Available records
____________________

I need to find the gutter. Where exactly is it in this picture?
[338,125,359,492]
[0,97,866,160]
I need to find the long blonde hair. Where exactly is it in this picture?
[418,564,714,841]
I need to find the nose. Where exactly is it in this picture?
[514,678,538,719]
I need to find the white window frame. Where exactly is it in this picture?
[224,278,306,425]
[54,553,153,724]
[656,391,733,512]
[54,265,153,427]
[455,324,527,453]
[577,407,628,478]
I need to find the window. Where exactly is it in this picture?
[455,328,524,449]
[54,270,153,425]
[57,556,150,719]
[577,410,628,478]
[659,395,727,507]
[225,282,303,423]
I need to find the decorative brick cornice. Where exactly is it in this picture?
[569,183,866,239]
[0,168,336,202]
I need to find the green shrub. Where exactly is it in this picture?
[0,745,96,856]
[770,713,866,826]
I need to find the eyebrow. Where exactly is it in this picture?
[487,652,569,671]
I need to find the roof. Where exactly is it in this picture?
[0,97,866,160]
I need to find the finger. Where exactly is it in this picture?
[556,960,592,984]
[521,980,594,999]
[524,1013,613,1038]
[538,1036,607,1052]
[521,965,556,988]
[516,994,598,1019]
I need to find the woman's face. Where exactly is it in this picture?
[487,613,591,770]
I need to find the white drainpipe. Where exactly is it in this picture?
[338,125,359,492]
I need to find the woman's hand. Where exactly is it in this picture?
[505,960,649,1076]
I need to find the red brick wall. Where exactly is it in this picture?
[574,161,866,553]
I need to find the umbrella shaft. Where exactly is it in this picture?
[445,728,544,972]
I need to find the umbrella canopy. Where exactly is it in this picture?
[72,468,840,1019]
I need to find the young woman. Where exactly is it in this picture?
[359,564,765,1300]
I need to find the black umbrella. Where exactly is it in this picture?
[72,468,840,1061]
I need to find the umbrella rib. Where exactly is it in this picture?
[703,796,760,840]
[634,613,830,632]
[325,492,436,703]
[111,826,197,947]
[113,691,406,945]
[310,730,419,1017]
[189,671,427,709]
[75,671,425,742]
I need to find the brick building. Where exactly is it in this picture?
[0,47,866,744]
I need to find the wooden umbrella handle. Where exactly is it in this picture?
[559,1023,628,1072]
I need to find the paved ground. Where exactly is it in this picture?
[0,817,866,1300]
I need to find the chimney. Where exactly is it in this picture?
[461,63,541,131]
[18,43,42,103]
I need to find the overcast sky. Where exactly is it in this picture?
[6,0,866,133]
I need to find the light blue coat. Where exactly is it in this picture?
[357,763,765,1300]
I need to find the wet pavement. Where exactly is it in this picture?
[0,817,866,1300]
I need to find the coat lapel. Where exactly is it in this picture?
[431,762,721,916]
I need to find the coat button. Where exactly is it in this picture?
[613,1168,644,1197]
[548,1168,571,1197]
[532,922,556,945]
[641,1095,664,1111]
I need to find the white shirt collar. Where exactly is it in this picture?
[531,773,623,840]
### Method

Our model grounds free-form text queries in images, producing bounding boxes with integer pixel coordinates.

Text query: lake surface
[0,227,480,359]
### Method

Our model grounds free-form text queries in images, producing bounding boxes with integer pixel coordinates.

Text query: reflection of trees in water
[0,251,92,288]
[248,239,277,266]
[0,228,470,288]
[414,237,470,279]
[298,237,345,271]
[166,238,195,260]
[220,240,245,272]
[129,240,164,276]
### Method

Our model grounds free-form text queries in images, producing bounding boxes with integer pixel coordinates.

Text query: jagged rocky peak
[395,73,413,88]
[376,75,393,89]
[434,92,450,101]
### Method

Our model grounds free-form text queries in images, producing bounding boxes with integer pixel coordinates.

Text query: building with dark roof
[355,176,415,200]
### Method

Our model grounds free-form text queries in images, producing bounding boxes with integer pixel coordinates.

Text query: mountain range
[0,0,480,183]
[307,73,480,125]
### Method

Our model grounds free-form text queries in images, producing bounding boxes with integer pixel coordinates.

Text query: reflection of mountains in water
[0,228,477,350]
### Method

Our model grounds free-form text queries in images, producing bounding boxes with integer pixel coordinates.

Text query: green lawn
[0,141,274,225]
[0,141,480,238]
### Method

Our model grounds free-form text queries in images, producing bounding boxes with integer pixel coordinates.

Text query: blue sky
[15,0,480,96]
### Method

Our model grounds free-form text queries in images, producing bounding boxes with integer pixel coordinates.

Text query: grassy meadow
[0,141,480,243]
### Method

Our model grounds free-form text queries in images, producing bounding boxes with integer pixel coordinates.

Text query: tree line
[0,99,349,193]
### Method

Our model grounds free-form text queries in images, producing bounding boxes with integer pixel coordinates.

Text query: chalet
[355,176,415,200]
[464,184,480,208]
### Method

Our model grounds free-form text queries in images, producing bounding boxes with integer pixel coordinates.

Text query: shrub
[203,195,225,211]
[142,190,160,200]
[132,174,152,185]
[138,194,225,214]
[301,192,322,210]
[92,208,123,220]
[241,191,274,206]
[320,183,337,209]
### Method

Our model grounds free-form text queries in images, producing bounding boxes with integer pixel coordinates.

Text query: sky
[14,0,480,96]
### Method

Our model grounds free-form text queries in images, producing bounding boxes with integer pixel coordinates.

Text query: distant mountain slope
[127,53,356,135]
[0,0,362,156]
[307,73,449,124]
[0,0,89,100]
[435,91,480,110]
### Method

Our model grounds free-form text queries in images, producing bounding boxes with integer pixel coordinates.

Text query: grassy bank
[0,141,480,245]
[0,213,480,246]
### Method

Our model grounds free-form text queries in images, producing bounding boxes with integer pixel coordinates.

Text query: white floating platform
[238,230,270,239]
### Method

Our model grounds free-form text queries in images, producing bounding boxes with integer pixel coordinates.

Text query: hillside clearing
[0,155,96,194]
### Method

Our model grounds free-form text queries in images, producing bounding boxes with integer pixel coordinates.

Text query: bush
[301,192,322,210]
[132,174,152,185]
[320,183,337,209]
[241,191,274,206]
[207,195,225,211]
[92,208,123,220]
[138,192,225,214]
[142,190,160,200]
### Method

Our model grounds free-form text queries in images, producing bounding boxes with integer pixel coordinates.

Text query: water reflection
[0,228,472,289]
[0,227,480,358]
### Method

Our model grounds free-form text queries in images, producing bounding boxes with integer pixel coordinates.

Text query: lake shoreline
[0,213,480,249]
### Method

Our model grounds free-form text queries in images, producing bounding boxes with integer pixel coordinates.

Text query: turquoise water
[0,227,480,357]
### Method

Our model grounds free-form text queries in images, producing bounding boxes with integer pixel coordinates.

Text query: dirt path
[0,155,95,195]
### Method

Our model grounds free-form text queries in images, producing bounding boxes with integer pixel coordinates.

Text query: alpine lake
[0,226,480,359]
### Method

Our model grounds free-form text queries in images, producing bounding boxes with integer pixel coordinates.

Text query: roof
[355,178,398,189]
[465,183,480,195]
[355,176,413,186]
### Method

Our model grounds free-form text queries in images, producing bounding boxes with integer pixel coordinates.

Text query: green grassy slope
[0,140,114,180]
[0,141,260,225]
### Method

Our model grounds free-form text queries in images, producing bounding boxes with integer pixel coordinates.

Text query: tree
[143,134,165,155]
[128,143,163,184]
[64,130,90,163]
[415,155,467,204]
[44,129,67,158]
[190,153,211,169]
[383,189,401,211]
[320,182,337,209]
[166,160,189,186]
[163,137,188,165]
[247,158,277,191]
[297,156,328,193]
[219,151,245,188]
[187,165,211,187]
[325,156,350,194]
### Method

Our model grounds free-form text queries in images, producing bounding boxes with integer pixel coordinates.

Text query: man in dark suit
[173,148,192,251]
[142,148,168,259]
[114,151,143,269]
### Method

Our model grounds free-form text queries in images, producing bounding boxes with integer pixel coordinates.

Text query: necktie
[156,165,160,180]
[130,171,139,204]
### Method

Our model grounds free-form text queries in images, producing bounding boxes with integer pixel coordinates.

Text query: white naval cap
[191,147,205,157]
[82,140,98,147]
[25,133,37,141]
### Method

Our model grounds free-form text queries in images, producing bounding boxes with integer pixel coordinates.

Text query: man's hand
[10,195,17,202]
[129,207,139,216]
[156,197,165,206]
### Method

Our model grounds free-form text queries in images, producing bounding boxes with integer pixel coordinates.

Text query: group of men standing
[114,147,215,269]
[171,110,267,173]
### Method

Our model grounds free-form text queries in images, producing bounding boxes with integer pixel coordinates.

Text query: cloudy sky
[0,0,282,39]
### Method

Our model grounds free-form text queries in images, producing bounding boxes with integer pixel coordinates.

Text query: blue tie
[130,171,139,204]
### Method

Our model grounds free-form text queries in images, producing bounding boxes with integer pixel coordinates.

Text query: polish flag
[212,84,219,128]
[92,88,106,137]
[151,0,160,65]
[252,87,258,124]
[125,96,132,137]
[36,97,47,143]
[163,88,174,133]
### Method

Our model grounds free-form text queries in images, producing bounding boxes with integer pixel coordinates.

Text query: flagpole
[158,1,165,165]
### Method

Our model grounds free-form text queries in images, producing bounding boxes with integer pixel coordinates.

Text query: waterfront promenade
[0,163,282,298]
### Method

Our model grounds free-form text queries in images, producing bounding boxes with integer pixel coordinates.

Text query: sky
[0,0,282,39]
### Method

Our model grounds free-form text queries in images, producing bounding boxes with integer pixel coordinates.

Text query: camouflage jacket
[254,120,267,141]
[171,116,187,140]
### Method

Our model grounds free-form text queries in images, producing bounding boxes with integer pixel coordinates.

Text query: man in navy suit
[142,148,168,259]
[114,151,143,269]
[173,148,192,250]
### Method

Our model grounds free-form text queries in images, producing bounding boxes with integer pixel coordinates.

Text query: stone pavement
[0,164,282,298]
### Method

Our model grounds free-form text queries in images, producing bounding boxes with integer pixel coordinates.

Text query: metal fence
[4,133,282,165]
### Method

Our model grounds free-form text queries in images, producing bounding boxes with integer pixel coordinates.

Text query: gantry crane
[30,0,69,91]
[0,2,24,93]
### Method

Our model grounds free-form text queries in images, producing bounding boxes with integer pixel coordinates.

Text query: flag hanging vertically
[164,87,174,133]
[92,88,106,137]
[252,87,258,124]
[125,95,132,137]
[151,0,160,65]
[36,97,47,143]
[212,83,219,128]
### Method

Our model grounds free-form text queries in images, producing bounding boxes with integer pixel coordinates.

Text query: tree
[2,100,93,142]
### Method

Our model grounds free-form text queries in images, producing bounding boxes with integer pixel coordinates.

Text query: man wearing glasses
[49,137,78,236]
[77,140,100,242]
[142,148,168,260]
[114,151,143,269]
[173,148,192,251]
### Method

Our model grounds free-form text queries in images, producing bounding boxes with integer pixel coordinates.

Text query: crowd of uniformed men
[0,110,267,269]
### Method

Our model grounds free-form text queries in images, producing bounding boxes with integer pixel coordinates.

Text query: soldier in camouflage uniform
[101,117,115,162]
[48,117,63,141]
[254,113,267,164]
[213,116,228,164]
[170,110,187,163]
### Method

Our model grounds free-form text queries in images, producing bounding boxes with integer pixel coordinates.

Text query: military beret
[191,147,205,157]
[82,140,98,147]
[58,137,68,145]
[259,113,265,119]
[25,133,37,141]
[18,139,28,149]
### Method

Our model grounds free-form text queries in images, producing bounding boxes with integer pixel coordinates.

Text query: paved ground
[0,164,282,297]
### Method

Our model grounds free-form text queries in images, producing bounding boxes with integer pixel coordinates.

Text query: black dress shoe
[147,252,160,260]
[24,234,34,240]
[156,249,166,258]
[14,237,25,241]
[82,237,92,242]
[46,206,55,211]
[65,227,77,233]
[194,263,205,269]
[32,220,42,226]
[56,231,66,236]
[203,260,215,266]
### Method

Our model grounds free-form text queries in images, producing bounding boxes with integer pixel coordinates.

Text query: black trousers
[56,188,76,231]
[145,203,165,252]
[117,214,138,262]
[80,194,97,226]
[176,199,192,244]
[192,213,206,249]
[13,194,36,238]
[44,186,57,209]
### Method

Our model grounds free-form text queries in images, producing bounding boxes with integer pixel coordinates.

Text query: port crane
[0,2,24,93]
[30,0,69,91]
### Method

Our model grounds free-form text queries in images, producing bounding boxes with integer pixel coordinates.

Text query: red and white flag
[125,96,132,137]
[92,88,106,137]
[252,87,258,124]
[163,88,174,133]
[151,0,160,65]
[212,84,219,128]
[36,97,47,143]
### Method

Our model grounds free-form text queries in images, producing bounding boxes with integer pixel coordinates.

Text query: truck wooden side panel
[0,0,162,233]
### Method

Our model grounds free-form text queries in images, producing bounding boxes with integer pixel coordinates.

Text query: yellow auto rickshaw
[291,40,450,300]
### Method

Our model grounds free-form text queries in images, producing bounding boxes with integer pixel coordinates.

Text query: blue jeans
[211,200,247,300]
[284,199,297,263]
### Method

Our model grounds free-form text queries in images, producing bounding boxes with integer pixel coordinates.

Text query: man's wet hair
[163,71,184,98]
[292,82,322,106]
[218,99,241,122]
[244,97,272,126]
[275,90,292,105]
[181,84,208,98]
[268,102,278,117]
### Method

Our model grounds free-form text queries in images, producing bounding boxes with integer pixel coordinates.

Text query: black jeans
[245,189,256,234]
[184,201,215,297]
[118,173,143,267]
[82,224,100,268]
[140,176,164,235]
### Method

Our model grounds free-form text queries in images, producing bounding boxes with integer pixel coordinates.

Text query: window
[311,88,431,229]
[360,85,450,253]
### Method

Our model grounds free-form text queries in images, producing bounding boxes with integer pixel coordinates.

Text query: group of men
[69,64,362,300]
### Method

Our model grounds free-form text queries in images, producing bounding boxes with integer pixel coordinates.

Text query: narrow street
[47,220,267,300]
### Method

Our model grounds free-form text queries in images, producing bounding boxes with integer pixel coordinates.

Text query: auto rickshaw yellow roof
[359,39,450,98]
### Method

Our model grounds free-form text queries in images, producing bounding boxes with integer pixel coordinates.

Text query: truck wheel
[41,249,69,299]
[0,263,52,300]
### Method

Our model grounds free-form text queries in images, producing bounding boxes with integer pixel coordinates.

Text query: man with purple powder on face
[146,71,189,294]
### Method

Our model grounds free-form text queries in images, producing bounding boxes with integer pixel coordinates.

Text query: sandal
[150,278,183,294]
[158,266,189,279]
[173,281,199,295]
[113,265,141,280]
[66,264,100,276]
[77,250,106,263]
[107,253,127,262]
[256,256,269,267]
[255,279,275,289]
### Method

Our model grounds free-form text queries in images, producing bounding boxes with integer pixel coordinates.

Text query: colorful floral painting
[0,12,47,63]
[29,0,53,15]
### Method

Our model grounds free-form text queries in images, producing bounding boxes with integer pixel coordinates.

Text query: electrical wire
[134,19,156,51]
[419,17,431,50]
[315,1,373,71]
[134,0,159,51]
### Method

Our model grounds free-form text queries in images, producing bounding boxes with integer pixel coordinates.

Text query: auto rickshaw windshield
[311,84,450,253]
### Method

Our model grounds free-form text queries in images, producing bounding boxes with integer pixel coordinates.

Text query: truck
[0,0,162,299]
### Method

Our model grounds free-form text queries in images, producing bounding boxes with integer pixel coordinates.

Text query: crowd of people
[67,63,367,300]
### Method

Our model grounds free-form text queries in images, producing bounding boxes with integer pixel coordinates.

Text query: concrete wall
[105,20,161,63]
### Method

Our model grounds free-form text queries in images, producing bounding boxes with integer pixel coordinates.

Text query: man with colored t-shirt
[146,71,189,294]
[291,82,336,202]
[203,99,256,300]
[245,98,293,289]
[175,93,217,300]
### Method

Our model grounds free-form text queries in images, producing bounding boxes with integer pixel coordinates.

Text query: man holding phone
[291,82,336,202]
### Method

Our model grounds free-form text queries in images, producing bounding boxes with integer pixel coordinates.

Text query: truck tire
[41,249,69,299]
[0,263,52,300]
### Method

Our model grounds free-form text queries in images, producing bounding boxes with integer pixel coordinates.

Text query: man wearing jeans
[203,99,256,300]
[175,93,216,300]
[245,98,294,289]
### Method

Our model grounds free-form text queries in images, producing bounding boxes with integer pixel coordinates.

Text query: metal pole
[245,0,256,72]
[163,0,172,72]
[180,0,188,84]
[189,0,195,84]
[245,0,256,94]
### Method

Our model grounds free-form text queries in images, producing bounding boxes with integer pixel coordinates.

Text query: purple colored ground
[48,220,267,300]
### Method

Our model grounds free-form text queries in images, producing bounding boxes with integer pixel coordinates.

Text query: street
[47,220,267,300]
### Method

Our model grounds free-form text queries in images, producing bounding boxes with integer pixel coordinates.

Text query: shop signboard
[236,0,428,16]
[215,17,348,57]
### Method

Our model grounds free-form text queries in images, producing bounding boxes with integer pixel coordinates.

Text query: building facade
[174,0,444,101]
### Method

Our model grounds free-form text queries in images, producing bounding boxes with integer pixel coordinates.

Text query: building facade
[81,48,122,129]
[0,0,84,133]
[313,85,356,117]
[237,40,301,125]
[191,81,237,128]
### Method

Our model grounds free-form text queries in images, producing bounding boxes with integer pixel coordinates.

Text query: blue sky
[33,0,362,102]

____________________

Return the records verbatim, from their first line down to and including the line with "[574,161,866,553]".

Task solution
I need to find the gutter. Where exactly is it in this picture?
[338,125,359,492]
[0,97,866,160]
I need to find the long blonde hair. Where exactly is it in this picture?
[418,564,714,841]
I need to find the nose. Where exactly is it in this picture?
[514,678,538,719]
I need to find the white window frame. Where exactly is it in this picture?
[224,278,306,425]
[54,553,153,724]
[656,391,733,512]
[54,265,153,427]
[455,324,527,453]
[577,407,628,478]
I need to find the window. Where exactly is it in this picture?
[455,328,524,449]
[54,270,153,425]
[57,556,150,719]
[577,410,628,478]
[659,395,727,507]
[225,282,303,423]
I need to find the decorative brick cornice. Where exactly is it in this picture?
[569,183,866,239]
[0,168,336,202]
I need to find the green shrub. Where exactly is it in this picture?
[0,745,96,856]
[770,713,866,826]
I need to find the eyebrow. Where exactly is it in this picture?
[487,652,569,671]
I need to find the roof. Where exactly is it in this picture?
[0,97,866,160]
I need to find the finger. Where exactly is it in this picture?
[556,960,592,984]
[521,980,594,999]
[524,1013,613,1038]
[538,1036,607,1052]
[521,965,556,988]
[516,994,598,1019]
I need to find the woman's face. Where exactly is it in this picture?
[487,613,591,770]
I need to find the white drainpipe. Where exactly is it in this picture?
[338,125,359,492]
I need to find the woman's hand. Where exactly is it in this picture?
[505,960,649,1076]
I need to find the red brick wall. Where exactly is it in this picture?
[574,161,866,553]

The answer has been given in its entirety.